Your objective: Please reproduce only the data from the line containing "of the photographer." through the end of the data, substituting "location" for every "whereabouts" and leaving everything else unchanged.

Excerpted records:
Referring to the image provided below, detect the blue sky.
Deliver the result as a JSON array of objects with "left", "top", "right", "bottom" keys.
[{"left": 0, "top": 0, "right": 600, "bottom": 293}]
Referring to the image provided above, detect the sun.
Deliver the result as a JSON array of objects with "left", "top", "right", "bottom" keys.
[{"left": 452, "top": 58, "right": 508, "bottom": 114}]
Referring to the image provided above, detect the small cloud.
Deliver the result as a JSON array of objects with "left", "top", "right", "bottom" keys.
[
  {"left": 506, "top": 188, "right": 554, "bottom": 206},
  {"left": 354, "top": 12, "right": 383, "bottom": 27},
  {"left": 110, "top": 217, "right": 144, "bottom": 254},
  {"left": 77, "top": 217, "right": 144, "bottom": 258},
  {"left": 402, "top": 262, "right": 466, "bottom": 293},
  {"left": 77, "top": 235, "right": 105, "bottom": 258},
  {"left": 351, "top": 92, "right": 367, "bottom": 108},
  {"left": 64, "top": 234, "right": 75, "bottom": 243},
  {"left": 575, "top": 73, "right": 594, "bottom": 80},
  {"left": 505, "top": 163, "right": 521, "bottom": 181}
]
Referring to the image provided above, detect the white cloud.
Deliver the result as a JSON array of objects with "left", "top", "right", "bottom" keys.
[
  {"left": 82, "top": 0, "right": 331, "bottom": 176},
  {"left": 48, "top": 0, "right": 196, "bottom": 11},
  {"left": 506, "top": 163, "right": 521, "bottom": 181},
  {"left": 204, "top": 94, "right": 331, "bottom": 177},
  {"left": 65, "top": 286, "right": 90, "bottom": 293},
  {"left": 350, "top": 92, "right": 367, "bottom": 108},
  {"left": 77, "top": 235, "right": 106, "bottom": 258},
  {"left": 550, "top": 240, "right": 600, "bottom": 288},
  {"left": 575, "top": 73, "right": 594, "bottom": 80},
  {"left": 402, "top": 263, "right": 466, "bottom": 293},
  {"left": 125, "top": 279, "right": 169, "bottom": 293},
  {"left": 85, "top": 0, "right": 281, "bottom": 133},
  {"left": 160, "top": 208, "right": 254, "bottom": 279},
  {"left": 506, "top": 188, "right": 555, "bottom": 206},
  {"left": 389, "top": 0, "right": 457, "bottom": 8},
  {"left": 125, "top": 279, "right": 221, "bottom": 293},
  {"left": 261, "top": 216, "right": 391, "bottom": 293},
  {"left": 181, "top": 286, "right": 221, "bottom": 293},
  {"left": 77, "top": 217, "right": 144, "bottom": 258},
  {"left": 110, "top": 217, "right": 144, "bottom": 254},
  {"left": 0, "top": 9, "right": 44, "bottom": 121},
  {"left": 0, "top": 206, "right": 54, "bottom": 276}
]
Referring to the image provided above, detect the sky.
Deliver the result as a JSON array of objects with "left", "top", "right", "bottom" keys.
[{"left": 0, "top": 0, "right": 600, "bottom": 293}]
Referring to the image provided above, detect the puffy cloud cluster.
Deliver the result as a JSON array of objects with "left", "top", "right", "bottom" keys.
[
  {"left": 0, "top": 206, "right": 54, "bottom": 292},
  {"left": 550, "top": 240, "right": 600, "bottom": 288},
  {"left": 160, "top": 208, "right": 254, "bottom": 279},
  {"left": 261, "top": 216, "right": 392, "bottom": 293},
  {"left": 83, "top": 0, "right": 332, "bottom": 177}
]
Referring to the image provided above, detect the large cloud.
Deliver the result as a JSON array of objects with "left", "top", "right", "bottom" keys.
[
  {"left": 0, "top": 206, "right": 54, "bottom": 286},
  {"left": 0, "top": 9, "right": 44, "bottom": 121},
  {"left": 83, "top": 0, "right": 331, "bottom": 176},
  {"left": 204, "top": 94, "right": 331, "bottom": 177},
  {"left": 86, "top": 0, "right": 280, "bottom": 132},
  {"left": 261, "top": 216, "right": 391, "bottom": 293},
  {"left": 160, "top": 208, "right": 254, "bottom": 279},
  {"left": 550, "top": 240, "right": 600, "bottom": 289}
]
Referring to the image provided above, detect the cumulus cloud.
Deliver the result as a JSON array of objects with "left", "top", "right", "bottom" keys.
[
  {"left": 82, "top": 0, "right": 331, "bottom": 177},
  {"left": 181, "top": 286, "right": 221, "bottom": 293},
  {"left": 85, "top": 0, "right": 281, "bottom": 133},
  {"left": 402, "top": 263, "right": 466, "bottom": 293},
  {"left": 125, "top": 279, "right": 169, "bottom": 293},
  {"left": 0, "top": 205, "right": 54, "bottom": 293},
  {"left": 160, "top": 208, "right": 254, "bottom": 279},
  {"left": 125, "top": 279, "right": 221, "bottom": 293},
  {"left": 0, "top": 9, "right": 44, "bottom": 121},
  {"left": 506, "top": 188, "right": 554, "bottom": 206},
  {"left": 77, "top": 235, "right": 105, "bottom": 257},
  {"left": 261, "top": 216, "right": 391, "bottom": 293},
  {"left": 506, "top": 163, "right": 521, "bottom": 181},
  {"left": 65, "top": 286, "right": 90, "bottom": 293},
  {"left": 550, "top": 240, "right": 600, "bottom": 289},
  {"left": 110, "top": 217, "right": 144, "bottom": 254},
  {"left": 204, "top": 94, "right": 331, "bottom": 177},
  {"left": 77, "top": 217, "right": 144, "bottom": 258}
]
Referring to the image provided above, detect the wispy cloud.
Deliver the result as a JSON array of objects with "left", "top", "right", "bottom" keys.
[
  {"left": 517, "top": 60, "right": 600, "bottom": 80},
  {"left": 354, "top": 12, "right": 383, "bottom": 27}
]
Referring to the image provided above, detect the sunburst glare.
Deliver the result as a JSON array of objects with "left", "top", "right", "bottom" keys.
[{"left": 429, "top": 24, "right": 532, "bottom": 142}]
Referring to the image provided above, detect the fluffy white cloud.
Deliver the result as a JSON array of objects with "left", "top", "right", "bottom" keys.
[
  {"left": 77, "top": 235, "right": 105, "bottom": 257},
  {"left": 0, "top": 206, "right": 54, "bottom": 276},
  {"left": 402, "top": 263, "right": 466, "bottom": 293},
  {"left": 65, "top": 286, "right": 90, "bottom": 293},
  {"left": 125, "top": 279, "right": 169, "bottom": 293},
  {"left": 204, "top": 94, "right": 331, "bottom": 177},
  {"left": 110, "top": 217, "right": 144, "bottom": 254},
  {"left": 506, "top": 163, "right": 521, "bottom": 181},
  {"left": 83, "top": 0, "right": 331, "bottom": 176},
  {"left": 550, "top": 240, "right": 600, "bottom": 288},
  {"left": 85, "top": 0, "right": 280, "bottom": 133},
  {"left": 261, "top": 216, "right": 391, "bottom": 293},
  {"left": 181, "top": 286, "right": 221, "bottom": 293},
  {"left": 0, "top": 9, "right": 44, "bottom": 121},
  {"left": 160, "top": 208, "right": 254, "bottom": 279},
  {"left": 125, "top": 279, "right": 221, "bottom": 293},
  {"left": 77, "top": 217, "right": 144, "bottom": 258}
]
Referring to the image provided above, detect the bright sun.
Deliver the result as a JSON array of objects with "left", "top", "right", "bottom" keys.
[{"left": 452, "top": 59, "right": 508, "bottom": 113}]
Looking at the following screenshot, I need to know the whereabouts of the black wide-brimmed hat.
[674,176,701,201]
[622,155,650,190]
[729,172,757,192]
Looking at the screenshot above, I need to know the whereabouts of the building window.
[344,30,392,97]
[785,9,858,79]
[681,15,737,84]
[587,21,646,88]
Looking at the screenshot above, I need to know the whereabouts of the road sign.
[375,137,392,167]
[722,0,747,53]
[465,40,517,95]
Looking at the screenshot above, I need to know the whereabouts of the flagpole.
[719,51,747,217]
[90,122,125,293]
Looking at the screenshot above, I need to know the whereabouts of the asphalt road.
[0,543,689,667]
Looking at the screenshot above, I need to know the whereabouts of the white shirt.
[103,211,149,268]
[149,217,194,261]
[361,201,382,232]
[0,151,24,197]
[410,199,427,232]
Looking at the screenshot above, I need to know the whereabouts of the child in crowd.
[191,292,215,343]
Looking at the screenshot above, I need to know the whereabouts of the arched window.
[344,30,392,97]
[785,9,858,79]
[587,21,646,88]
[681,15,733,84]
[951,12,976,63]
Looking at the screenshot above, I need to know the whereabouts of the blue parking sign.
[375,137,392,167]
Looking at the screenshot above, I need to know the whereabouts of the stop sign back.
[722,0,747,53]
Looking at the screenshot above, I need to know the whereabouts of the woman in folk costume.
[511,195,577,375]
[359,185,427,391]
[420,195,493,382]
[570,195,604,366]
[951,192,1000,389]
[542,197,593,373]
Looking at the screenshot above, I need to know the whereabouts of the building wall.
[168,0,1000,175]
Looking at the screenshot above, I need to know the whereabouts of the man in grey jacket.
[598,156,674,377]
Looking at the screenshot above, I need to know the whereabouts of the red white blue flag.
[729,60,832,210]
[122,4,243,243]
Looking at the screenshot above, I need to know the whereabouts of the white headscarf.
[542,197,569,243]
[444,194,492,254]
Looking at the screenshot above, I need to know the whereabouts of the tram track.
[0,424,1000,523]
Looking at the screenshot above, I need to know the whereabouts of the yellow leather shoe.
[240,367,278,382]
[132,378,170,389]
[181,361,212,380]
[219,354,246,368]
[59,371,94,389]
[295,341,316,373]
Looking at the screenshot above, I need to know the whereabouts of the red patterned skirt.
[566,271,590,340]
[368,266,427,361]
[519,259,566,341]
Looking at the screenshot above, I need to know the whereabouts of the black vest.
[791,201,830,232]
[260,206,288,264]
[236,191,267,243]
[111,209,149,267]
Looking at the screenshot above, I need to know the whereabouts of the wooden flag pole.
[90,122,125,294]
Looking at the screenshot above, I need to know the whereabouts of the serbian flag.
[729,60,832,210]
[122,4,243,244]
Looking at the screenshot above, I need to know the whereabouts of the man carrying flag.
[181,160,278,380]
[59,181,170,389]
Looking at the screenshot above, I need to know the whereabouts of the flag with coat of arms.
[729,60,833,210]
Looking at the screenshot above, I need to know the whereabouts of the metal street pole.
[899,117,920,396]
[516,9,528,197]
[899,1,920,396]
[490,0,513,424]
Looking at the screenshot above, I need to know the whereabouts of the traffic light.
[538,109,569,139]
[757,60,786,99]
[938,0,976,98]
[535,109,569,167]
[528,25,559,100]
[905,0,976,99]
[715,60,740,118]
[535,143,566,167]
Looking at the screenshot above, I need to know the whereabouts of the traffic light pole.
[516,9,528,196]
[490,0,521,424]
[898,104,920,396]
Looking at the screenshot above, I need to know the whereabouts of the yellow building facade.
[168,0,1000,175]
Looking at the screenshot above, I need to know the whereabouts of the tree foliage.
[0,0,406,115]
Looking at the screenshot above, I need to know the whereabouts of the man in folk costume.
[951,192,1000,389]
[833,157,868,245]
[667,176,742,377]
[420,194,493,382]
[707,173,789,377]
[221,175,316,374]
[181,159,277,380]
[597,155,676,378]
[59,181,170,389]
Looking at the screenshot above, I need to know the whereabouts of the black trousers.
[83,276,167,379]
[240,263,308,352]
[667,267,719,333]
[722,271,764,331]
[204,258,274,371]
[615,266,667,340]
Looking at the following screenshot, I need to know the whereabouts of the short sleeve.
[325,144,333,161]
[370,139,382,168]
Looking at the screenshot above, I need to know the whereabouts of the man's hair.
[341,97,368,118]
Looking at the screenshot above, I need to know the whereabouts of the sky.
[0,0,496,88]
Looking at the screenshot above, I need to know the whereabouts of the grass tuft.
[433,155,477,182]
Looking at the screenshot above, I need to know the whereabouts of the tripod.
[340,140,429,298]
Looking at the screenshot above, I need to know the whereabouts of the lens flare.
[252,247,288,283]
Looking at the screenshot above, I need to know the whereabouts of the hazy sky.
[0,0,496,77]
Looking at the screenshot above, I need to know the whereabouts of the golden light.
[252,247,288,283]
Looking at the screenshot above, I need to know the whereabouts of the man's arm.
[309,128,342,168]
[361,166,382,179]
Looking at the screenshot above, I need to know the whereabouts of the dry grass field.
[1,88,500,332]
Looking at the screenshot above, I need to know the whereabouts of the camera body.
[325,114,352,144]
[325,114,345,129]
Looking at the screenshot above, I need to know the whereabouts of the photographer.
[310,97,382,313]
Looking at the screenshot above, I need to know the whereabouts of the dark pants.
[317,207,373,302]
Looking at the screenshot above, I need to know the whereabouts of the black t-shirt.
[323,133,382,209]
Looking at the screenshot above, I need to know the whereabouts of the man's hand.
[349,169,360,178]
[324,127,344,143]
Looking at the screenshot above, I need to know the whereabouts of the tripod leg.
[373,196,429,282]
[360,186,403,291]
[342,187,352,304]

Solution to the problem:
Looking at the screenshot above, I need to know the location of the photographer.
[310,97,382,313]
Looking at the screenshot above, I need to know the location of the dark pants.
[317,207,373,302]
Looking at the screenshot above, I need to know the location of the black t-shirt.
[323,133,382,209]
Looking at the screenshot above, I need to know the location of the man's hand.
[349,169,360,178]
[324,127,344,143]
Looking at the screenshot above, I need to know the location of the tripod leg.
[373,196,429,282]
[360,186,403,291]
[342,187,352,304]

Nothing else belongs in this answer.